WHAT YOU HAVE TO DO: Without any alteration, retype the records that appear below.

(Stored entries)
++++

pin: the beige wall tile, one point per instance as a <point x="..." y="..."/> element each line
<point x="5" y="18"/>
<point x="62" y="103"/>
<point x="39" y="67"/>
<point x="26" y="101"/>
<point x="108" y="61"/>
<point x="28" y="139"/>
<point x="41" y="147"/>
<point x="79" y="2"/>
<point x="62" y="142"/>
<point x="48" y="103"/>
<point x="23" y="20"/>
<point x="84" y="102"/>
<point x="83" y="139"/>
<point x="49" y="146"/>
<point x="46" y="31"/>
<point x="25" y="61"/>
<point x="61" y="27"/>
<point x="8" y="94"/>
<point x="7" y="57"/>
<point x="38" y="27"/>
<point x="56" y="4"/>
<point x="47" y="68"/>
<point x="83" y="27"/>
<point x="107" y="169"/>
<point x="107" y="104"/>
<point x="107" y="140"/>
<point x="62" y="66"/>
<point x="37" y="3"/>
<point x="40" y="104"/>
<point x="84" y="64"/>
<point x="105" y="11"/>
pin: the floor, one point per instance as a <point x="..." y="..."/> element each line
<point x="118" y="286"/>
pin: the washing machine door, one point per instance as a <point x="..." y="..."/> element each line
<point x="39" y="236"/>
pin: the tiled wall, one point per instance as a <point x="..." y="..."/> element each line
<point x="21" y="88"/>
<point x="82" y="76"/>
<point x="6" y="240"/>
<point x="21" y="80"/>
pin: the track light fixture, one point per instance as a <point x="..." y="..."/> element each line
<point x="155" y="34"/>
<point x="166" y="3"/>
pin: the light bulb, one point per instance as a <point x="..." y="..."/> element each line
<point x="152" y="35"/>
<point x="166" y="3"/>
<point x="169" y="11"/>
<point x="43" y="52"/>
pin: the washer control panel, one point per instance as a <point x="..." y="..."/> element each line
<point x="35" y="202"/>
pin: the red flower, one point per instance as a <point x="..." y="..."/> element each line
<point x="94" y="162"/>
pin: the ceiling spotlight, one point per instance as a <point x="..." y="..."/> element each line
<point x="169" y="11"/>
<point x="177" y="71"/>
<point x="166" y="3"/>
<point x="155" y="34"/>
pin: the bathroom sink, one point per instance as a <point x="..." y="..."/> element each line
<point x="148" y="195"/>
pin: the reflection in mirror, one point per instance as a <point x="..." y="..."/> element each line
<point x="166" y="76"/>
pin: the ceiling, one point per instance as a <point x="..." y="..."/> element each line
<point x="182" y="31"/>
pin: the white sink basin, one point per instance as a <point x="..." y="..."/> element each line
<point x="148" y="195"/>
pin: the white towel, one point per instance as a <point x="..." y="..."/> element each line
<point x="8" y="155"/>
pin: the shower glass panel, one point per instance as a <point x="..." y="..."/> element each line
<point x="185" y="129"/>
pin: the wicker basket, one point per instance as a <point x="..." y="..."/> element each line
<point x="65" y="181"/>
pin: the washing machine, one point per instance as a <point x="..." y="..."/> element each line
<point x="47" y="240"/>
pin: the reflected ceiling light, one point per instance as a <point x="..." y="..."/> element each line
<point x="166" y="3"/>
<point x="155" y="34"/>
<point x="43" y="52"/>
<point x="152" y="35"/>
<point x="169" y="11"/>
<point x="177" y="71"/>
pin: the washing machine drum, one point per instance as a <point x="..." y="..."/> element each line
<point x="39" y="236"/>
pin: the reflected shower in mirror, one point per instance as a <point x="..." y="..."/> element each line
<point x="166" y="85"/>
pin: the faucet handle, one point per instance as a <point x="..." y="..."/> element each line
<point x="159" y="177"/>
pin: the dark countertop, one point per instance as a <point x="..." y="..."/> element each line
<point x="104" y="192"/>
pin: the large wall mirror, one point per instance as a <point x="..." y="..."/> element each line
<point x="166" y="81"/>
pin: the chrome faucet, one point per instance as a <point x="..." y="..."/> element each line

++++

EXERCISE ANSWER:
pin: the beige wall tile, one point per instance as a <point x="..." y="..."/> element each line
<point x="5" y="18"/>
<point x="62" y="103"/>
<point x="39" y="67"/>
<point x="26" y="101"/>
<point x="108" y="61"/>
<point x="28" y="139"/>
<point x="41" y="147"/>
<point x="79" y="2"/>
<point x="62" y="142"/>
<point x="48" y="103"/>
<point x="23" y="20"/>
<point x="84" y="102"/>
<point x="83" y="139"/>
<point x="49" y="146"/>
<point x="46" y="31"/>
<point x="25" y="61"/>
<point x="61" y="27"/>
<point x="8" y="94"/>
<point x="7" y="57"/>
<point x="38" y="27"/>
<point x="56" y="4"/>
<point x="47" y="68"/>
<point x="83" y="27"/>
<point x="107" y="169"/>
<point x="107" y="104"/>
<point x="107" y="140"/>
<point x="62" y="66"/>
<point x="37" y="3"/>
<point x="40" y="104"/>
<point x="84" y="64"/>
<point x="105" y="11"/>
pin: the floor, one point per instance as a <point x="..." y="..."/> element each line
<point x="118" y="286"/>
pin: the washing machine door, one point per instance as a <point x="..." y="..."/> element each line
<point x="39" y="236"/>
pin: the tiled wall, one point per instance as a <point x="..." y="..."/> element each line
<point x="21" y="88"/>
<point x="82" y="76"/>
<point x="6" y="240"/>
<point x="21" y="80"/>
pin: the track light fixture, one point per instance as a <point x="..." y="..."/> element each line
<point x="155" y="34"/>
<point x="166" y="3"/>
pin: the light bulb, one point per instance as a <point x="..." y="..."/> element each line
<point x="152" y="35"/>
<point x="166" y="3"/>
<point x="169" y="11"/>
<point x="43" y="52"/>
pin: the washer control panel, one point per instance as a <point x="..." y="..."/> element each line
<point x="35" y="202"/>
pin: the red flower, one point per instance as a <point x="..." y="..."/> element each line
<point x="94" y="162"/>
pin: the ceiling spotlight, one point per instance as a <point x="..." y="..."/> element each line
<point x="169" y="11"/>
<point x="177" y="71"/>
<point x="166" y="3"/>
<point x="155" y="34"/>
pin: the bathroom sink, one point per instance as a <point x="..." y="..."/> element each line
<point x="148" y="195"/>
pin: the reflection in mirror, one point per instance as a <point x="..." y="..."/> element each line
<point x="166" y="76"/>
pin: the ceiling, one point per instance as a <point x="..." y="..."/> element each line
<point x="182" y="31"/>
pin: the white sink basin, one point per instance as a <point x="..." y="..."/> element each line
<point x="148" y="195"/>
pin: the white towel, one point per instance as a <point x="..." y="..."/> element each line
<point x="8" y="155"/>
pin: the shower glass panel, one point per instance as a <point x="..." y="..."/> element each line
<point x="185" y="129"/>
pin: the wicker basket, one point per instance as a <point x="..." y="..."/> element each line
<point x="65" y="181"/>
pin: the washing machine, one point per instance as a <point x="..." y="..."/> element each line
<point x="47" y="240"/>
pin: the reflected ceiling light, one point per instance as a <point x="..." y="..."/> element each line
<point x="166" y="3"/>
<point x="155" y="34"/>
<point x="43" y="52"/>
<point x="152" y="35"/>
<point x="169" y="11"/>
<point x="177" y="71"/>
pin: the washing machine drum, one point per instance as a <point x="..." y="..."/> element each line
<point x="39" y="236"/>
pin: the reflected shower in mirror, one point per instance as a <point x="..." y="..."/> element each line
<point x="166" y="85"/>
pin: the faucet handle, one point per instance as a <point x="..." y="..."/> element each line
<point x="159" y="177"/>
pin: the dark countertop, one point per instance as a <point x="..." y="..."/> element each line
<point x="104" y="192"/>
pin: the large wall mirror, one point per instance as a <point x="..." y="..."/> element each line
<point x="166" y="81"/>
pin: the chrome faucet, one point per instance as a <point x="..." y="..."/> element each line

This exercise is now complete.